Your instructions => Can you copy the listing below character for character, everything from its first line down to and including the line that contains "79L160 81L158 88L163"?

--- start Given records ---

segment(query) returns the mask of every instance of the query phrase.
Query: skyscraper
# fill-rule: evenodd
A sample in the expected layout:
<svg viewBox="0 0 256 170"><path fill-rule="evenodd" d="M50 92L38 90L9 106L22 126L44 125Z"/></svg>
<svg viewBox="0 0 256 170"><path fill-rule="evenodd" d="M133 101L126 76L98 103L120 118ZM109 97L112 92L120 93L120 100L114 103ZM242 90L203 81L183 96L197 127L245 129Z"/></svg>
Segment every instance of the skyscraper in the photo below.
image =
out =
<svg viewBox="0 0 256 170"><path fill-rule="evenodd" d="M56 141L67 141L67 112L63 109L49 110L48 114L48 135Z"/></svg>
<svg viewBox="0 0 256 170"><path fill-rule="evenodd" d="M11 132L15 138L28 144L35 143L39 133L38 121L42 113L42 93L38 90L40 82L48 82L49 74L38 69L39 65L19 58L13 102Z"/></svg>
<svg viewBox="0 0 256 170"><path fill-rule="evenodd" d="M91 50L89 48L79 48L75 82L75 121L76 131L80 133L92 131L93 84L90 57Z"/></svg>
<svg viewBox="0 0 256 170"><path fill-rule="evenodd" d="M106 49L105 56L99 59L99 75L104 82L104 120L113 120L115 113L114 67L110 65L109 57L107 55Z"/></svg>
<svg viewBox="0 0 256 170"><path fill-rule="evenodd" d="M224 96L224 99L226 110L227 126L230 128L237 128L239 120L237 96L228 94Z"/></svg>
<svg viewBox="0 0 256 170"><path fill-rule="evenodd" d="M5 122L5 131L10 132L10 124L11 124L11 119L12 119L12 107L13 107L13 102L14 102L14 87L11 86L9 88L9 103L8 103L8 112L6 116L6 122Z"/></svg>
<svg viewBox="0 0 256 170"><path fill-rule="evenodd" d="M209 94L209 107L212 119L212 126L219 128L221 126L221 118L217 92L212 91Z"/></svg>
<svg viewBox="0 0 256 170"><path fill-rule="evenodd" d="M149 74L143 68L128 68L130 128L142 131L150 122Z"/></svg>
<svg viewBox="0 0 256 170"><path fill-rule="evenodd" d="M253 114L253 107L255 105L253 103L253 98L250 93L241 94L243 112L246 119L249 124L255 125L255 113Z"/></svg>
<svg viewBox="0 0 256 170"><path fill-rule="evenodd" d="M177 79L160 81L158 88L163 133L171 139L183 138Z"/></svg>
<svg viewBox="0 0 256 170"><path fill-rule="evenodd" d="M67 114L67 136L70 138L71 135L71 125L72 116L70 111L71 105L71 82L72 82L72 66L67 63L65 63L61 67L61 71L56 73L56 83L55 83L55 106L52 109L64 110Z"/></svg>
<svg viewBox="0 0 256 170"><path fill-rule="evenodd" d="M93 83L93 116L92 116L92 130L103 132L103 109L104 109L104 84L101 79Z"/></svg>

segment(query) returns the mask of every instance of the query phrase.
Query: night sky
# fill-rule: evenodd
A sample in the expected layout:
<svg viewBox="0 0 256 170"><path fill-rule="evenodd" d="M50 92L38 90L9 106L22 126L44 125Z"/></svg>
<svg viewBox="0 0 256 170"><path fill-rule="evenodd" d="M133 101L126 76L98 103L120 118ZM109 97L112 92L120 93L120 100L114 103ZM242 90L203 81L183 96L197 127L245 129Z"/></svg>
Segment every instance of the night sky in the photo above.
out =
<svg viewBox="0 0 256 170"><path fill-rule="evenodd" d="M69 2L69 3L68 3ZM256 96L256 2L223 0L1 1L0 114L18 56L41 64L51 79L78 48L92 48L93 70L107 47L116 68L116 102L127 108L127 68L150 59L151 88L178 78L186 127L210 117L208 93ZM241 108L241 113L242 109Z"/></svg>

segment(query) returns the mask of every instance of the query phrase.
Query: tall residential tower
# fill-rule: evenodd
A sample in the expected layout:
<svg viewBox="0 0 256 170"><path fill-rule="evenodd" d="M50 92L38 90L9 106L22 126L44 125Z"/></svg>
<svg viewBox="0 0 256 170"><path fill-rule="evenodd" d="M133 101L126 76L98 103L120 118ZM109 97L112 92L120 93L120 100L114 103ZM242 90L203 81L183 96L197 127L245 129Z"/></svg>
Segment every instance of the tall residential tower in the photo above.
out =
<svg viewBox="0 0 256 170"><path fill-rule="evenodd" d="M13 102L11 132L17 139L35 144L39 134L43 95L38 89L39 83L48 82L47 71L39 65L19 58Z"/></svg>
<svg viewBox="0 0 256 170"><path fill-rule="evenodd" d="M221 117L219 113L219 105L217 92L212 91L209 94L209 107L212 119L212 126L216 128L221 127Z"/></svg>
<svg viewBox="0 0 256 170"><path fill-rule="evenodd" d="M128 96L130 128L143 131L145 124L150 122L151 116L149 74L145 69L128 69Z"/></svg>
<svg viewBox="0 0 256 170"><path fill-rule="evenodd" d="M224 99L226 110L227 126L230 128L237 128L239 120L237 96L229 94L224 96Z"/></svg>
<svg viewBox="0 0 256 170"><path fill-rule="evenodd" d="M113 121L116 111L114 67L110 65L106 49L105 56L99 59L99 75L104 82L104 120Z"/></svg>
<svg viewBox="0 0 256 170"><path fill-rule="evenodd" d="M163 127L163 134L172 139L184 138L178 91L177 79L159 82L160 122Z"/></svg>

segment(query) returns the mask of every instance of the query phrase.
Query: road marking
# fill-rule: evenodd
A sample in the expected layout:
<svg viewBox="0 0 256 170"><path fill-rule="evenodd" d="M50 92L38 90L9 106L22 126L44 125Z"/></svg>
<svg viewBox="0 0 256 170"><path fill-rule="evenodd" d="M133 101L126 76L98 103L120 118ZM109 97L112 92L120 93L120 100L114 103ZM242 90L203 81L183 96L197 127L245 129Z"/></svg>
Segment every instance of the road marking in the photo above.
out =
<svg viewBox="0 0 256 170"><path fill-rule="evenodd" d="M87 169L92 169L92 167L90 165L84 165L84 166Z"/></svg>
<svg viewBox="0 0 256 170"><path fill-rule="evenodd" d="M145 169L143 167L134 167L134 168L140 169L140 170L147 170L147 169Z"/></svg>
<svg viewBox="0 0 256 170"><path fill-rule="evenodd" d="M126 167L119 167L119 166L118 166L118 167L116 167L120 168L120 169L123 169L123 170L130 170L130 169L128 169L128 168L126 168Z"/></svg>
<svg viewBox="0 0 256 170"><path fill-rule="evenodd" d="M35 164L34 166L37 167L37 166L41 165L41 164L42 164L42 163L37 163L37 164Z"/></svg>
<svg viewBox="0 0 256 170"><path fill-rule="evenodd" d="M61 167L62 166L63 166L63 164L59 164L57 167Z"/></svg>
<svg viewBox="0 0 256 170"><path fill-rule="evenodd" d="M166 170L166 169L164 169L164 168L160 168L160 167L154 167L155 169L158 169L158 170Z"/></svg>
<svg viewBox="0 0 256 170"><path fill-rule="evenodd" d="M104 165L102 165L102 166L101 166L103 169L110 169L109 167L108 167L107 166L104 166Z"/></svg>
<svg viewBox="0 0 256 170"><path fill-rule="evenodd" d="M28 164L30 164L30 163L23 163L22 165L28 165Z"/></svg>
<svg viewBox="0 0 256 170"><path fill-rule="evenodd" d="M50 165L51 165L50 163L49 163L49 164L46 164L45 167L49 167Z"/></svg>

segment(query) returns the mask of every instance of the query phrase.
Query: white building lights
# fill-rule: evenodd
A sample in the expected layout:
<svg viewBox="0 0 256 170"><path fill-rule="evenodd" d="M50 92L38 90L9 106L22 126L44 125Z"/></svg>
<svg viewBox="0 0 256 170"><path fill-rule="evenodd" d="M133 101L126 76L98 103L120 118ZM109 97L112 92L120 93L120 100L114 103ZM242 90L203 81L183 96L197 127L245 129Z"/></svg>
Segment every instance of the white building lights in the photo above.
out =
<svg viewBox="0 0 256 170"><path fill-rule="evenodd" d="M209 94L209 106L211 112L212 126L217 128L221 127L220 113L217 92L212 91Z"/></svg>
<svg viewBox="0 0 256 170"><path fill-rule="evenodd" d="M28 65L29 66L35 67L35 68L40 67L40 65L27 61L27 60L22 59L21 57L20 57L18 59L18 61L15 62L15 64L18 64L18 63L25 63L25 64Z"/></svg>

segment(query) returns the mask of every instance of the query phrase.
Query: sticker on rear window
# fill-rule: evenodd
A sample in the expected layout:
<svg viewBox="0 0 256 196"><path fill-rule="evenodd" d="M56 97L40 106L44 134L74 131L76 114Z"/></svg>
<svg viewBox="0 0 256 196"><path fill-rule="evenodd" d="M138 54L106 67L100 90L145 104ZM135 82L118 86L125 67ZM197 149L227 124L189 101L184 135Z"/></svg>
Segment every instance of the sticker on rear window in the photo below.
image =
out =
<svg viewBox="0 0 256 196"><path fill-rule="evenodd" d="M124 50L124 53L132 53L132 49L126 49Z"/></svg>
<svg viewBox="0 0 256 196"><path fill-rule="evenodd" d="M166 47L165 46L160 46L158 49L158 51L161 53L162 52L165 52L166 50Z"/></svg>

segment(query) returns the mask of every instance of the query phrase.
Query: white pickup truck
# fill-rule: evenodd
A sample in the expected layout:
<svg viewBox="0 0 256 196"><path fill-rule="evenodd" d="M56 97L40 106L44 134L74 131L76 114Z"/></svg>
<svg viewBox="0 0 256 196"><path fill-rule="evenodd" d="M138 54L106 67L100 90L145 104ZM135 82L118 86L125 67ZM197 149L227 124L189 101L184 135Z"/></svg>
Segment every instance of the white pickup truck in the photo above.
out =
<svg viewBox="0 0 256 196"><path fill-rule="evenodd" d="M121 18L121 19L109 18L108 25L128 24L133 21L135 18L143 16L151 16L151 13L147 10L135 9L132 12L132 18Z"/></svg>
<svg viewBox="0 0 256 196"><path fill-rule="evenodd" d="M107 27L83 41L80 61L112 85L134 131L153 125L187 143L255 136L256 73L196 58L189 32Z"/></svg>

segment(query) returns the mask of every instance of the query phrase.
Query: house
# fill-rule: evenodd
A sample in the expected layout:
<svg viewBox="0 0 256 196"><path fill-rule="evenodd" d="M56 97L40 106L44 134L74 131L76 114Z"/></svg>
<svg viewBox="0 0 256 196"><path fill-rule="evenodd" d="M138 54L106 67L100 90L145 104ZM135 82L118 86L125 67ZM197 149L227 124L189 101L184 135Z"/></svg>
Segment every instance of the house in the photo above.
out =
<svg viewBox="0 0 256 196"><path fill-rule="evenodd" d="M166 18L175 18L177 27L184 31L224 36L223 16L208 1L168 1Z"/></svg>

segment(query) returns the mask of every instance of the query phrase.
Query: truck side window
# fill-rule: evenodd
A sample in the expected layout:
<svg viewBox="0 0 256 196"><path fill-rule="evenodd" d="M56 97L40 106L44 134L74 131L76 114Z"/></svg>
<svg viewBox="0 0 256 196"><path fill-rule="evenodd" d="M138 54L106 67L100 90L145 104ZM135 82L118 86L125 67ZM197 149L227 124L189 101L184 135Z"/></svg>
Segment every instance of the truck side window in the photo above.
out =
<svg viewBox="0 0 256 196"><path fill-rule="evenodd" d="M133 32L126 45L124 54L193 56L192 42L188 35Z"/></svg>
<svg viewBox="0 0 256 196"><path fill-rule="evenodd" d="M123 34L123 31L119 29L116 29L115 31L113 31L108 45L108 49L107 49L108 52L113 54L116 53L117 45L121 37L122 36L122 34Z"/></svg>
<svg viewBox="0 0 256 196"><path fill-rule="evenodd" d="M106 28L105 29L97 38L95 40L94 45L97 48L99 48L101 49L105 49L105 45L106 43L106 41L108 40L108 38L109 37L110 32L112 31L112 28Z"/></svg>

--- end Given records ---

Output =>
segment(query) returns the mask of every instance of the query phrase.
Query: skyscraper
# fill-rule: evenodd
A sample in the expected layout:
<svg viewBox="0 0 256 170"><path fill-rule="evenodd" d="M50 92L38 90L9 106L22 126L44 125Z"/></svg>
<svg viewBox="0 0 256 170"><path fill-rule="evenodd" d="M133 101L126 76L98 103L120 118ZM109 97L112 92L120 93L120 100L114 103ZM242 90L203 81L183 96L197 127L245 129Z"/></svg>
Segment every instance of the skyscraper in the photo below.
image =
out =
<svg viewBox="0 0 256 170"><path fill-rule="evenodd" d="M56 141L67 141L67 112L63 109L49 110L48 114L48 135Z"/></svg>
<svg viewBox="0 0 256 170"><path fill-rule="evenodd" d="M11 132L15 138L28 144L35 143L39 133L38 121L42 113L42 93L38 90L40 82L48 82L49 74L38 69L39 65L19 58L13 102Z"/></svg>
<svg viewBox="0 0 256 170"><path fill-rule="evenodd" d="M91 50L89 48L79 48L75 82L75 121L76 131L80 133L92 131L93 84L90 57Z"/></svg>
<svg viewBox="0 0 256 170"><path fill-rule="evenodd" d="M106 49L105 56L99 59L99 75L104 82L104 120L113 120L115 113L114 67L110 65L109 57L107 55Z"/></svg>
<svg viewBox="0 0 256 170"><path fill-rule="evenodd" d="M224 96L224 99L226 110L227 126L230 128L237 128L239 120L237 96L228 94Z"/></svg>
<svg viewBox="0 0 256 170"><path fill-rule="evenodd" d="M5 122L5 131L10 132L10 124L11 124L11 119L12 119L12 107L13 107L13 102L14 102L14 87L11 86L9 88L9 103L8 103L8 112L6 116L6 122Z"/></svg>
<svg viewBox="0 0 256 170"><path fill-rule="evenodd" d="M209 94L209 107L212 119L212 126L219 128L221 126L221 118L217 92L212 91Z"/></svg>
<svg viewBox="0 0 256 170"><path fill-rule="evenodd" d="M149 74L143 68L128 68L130 128L142 131L150 122Z"/></svg>
<svg viewBox="0 0 256 170"><path fill-rule="evenodd" d="M253 114L253 107L255 105L253 103L253 98L250 93L241 94L243 112L246 119L249 124L255 125L255 113Z"/></svg>
<svg viewBox="0 0 256 170"><path fill-rule="evenodd" d="M177 79L160 81L158 88L163 133L171 139L183 138Z"/></svg>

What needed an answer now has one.